• GOAL:
The records below need retyping in full; give them again exactly.

• RECORDS FOR PROCESSING:
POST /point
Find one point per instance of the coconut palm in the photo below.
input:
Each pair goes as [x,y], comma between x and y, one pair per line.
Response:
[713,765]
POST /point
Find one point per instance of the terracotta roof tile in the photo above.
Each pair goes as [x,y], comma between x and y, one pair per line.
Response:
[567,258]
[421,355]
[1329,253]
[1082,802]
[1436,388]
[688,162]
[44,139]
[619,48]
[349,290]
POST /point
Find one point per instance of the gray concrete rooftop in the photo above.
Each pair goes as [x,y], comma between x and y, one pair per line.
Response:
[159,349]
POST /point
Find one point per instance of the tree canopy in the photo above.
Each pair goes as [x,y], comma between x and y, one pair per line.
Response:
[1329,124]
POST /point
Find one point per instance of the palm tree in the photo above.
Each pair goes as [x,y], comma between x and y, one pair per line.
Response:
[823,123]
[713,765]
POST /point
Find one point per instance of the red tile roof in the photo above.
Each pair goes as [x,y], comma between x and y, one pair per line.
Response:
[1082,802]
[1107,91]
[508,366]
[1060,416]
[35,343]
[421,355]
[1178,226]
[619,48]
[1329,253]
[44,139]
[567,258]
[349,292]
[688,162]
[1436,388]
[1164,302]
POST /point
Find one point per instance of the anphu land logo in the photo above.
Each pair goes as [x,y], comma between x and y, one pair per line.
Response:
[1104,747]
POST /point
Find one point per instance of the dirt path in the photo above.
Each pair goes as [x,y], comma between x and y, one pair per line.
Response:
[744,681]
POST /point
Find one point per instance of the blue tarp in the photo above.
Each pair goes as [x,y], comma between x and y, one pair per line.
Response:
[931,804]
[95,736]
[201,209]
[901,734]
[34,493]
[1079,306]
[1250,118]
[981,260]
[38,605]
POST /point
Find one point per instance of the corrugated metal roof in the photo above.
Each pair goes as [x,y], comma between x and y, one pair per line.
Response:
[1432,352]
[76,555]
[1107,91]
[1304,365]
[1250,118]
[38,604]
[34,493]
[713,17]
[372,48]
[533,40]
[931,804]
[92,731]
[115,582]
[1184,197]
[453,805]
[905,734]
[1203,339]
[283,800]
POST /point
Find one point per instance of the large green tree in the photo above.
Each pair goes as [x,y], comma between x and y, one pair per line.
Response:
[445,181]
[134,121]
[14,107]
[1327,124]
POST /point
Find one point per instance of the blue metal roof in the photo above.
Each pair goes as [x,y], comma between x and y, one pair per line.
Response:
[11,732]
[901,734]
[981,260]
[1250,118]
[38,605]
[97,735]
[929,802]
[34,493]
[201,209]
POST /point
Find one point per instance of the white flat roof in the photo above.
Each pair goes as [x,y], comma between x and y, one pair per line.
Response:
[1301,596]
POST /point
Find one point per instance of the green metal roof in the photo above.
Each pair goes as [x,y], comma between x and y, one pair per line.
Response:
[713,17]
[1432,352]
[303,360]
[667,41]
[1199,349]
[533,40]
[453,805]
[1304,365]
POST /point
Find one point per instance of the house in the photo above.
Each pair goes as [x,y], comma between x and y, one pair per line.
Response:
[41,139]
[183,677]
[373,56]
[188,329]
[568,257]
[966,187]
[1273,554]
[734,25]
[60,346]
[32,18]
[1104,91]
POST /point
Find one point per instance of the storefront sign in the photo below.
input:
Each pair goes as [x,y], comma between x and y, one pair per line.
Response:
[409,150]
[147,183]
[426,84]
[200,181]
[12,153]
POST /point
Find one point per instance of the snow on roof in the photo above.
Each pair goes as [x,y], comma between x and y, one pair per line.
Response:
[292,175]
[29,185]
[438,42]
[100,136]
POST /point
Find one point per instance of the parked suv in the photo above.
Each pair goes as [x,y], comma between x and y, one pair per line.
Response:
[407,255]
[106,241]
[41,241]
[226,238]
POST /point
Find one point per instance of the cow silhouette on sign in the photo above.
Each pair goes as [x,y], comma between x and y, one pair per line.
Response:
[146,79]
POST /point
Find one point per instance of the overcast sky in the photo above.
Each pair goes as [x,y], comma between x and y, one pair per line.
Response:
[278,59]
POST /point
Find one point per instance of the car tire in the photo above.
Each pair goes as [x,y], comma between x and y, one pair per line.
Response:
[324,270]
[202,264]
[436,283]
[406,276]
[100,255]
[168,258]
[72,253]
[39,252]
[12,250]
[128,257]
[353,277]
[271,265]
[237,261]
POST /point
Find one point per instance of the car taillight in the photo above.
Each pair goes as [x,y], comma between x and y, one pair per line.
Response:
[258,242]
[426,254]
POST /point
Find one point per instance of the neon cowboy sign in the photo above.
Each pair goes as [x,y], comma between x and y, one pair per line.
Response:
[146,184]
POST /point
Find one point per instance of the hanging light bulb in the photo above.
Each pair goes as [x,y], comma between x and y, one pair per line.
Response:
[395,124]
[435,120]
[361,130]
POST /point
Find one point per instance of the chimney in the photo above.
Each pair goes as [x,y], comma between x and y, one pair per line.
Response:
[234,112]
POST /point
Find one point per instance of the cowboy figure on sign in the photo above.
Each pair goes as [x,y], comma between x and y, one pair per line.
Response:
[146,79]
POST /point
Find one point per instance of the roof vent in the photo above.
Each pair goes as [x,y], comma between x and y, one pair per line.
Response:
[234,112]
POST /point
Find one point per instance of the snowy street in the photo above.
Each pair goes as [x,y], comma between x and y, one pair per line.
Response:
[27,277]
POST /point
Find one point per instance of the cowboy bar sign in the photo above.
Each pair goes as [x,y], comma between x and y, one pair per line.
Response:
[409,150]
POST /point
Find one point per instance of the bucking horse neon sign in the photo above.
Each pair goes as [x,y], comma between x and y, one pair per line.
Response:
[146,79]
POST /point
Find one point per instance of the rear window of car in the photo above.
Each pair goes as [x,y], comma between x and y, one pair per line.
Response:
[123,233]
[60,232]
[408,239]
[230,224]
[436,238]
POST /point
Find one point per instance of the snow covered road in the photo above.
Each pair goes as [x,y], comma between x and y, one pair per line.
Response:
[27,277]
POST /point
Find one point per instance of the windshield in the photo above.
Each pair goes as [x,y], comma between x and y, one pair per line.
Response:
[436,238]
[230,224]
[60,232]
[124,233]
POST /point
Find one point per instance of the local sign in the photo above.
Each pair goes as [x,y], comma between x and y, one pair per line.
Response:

• ANSWER TO THE EXERCISE:
POST /point
Find one point per instance of the coconut palm in the photo below.
input:
Each pair goes as [x,y], comma between x and y, one pair per line.
Response:
[713,765]
POST /point
Find one point per instance of the terracotta roof tile in the photo above.
Each pair goes as [x,y], comma between x and y, one pair per line.
Response:
[567,258]
[421,355]
[1329,253]
[1082,802]
[1436,388]
[688,162]
[44,139]
[619,48]
[349,290]
POST /point
Find one point per instance of the gray concrete rooftop in the photo above.
Each pair goes as [x,y], comma between x and y, one pair per line.
Response:
[159,349]
POST /point
Find one point per instance of the tree canopy in the photo above.
Each pair goes as [x,y], comma between x and y, one pair per line.
Response:
[1329,124]
POST /point
Find one point per instance of the palm tree in the photo above.
Each pair goes as [x,y], comma between x and y, one pair per line.
Response:
[823,123]
[713,765]
POST /point
Find one point per instance of the red tile roof in the photo above.
Each pair goes as [x,y], comma between x and y, one pair per line.
Response:
[1082,802]
[1107,91]
[508,366]
[1060,416]
[35,343]
[421,355]
[1178,226]
[619,48]
[1329,253]
[44,139]
[567,258]
[349,292]
[688,162]
[1436,388]
[1164,302]
POST /point
Find one point per instance of the anphu land logo in the photo above.
Each pair goes as [x,y], comma between x and y, one pair per line.
Response:
[1104,747]
POST /point
Find one point per instance of the dirt path in the photo above.
Each pair goes as [x,y], comma between x and y, one pair per line.
Response:
[744,681]
POST /point
Find one point per instance of the blue tarp in the photo above.
Each pair goes as [x,y], comma between x and y, one pair per line.
Response:
[931,804]
[95,736]
[201,209]
[901,734]
[34,493]
[1079,306]
[1250,118]
[981,260]
[38,605]
POST /point
Find one point per instance of the corrugated metal roof in the photo above.
Each pair goes as [x,y], comma between x and y, one pair per line.
Response:
[1432,352]
[76,555]
[1107,91]
[1304,365]
[1250,118]
[38,604]
[34,493]
[713,17]
[372,48]
[533,40]
[931,804]
[92,731]
[115,582]
[1184,197]
[453,805]
[905,734]
[1203,339]
[283,800]
POST /point
Find one point per instance of the large green tree in the photo above.
Each pair goes as [x,y], comma between x and y, one pair per line.
Response:
[445,181]
[134,121]
[14,107]
[1327,124]
POST /point
Find one point per instance of the blue metal roof in the photo above.
Each pair goes as [x,y], comma between x and y, one pair per line.
Response:
[11,732]
[901,734]
[981,260]
[1250,118]
[38,605]
[97,735]
[929,802]
[34,493]
[201,209]
POST /point
Find one point per instance of the white flat roof in the photo above.
Each pair goes as [x,y], comma between x and y, one pair per line.
Response:
[1301,596]
POST /point
Find one point per instance of the green metal roof in the photo above.
Each pair goes as [x,y], comma between x and y, one pair per line.
Response:
[713,17]
[1432,352]
[303,360]
[667,41]
[1199,349]
[533,40]
[453,805]
[1304,365]
POST /point
Find one point per instance of the house in the photo above.
Each pair goes as [x,y], comma between x and y, one pair per line.
Response:
[41,139]
[183,677]
[373,56]
[188,329]
[568,257]
[966,187]
[1273,554]
[734,25]
[60,346]
[32,18]
[1104,91]
POST /point
Find one point per instance of the storefront sign in the photo below.
input:
Each pair goes as [x,y], comma between x and y, one pair per line.
Response:
[409,150]
[147,183]
[426,84]
[200,181]
[12,153]
POST /point
Find one point per instance of the snow on roof in the photo above.
Each pair goes as [x,y], comma between x and y, one pair per line.
Response:
[292,175]
[29,185]
[438,42]
[100,136]
POST /point
Find one point per instance of the parked suv in the photo above.
Each pair goes as [x,y], comma between x and y, one pair per line.
Response:
[407,255]
[106,241]
[41,241]
[226,238]
POST /point
Find one point per instance of the cow silhouette on sign in the photo above.
Each pair goes as [x,y], comma between x and y, one pair per line.
Response:
[146,79]
POST /point
Find one point per instance of the overcast sky in the photo above.
Each pair goes as [x,y], comma between x and y, one pair per line.
Response:
[278,59]
POST /point
Find one point per instance of the car tire in the photo above.
Each pair goes as [x,y], comma between x and y, one pair per line.
Response:
[324,270]
[202,264]
[436,283]
[406,276]
[100,255]
[168,258]
[72,253]
[39,252]
[12,250]
[128,257]
[353,277]
[271,265]
[237,261]
POST /point
Find one point per instance of the car taillight in the photo above.
Each pair goes as [x,y], comma between x and y, one pair per line.
Response:
[258,242]
[426,254]
POST /point
Find one point per instance of the neon cowboy sign in the photo above.
Each pair goes as [x,y], comma between x and y, one pair per line.
Response:
[146,184]
POST /point
Find one point per instance of the hanging light bulb in the photo above.
Each pair goes as [x,y], comma between x and y, one pair per line.
Response:
[395,124]
[435,120]
[361,130]
POST /point
Find one point per instance of the chimney in the photo above.
Each pair goes as [x,y], comma between x and y, one pair per line.
Response:
[234,112]
POST /point
Find one point per instance of the cowboy figure on sign in the photo above.
Each pair goes as [x,y], comma between x and y, one pair per line.
Response:
[146,79]
POST /point
Find one point per instance of the roof vent in the photo above.
Each pair goes as [x,y], comma between x and y, one pair per line.
Response:
[234,112]
POST /point
Find one point per instance of the snowy street in the photo above.
Each pair goes as [x,y], comma between x and y, one pair per line.
Response:
[27,277]
POST /point
Find one point per instance of the cowboy bar sign in the photo above.
Each pair goes as [x,y], comma between x and y, one pair per line.
Response:
[409,150]
POST /point
Find one point per instance of the bucking horse neon sign in the photo above.
Each pair goes as [x,y], comma between x and y, one pair per line.
Response:
[146,79]
POST /point
Find one point per instance of the rear window of car in the photo above.
Each pair goes as [x,y], comma between x and y, one pair per line.
Response:
[123,233]
[60,232]
[408,239]
[230,224]
[436,238]
POST /point
Find one point per instance of the snow covered road in the photo above.
Each pair goes as [x,y], comma between x and y, one pair per line.
Response:
[27,277]
POST /point
Find one point per instance of the windshield in the photo above.
Each pair goes as [x,y], comma between x and y, one pair per line.
Response:
[436,238]
[230,224]
[60,232]
[124,233]
POST /point
Find one point per instance of the local sign in the photo above.
Each pair goes as [x,y], comma between x and y, one pair per line.
Response:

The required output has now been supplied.